◆ WRITTEN REQUEST
Rewrite every line from the start of the records through the line containing "[141,123,167,159]", inclusive, keeping all other text unchanged but rescaling each bounding box coordinate by multiplying it by 1.7 and rounding to a whole number, with halves rounded up. Leave the pictures out.

◆ RECORDS SHOWN
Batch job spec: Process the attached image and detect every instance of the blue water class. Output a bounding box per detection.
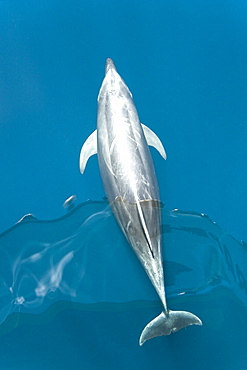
[0,0,247,370]
[0,201,247,369]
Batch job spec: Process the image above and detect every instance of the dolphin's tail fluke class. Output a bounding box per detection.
[139,311,202,346]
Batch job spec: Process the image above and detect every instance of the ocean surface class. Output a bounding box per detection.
[0,0,247,370]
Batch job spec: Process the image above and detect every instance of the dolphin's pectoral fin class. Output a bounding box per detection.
[80,130,97,173]
[139,310,202,346]
[141,123,166,159]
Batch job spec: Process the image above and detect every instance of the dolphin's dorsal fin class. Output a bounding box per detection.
[80,130,97,173]
[141,123,167,159]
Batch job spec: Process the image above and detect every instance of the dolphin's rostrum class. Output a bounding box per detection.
[80,58,202,345]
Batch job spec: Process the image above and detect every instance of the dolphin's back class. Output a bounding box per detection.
[97,81,159,203]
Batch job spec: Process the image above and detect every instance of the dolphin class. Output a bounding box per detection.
[80,58,202,345]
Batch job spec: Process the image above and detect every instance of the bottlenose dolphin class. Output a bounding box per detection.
[80,58,202,345]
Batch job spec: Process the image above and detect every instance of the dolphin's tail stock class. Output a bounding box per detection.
[139,310,202,346]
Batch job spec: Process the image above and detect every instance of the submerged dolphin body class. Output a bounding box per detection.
[80,59,202,345]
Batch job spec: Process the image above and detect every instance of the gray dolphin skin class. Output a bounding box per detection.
[80,58,202,345]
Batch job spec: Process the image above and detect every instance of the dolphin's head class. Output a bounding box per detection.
[105,58,117,74]
[98,58,132,101]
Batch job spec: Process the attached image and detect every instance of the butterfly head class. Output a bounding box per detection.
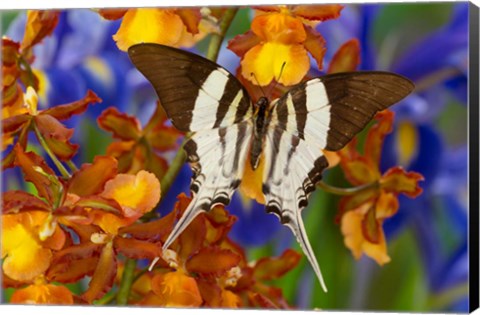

◆ FINISHED ANSWER
Batch job spec: Process the attached image and detect every instance of the blue water class. Output a bounding box per detection.
[0,0,420,629]
[0,342,420,627]
Batch job spec: Process the image above and detect every instance of the dolphin's tail fluke class. Output a bounding box per detection.
[236,529,343,588]
Batch job spec: Process the image above and detect every instance of the ocean surface class. Output a bounding box per detection.
[0,0,420,629]
Batch job spec: Process the image above and detect every instance of the dolphin's pectoral fin class. Output a bounding box per detection.
[136,221,165,294]
[236,527,343,588]
[240,209,282,270]
Batch job spec: Process the image above and detect every instance of the dolphin's dorsal fin class. Output a bounding box per detection.
[136,221,165,294]
[240,209,284,270]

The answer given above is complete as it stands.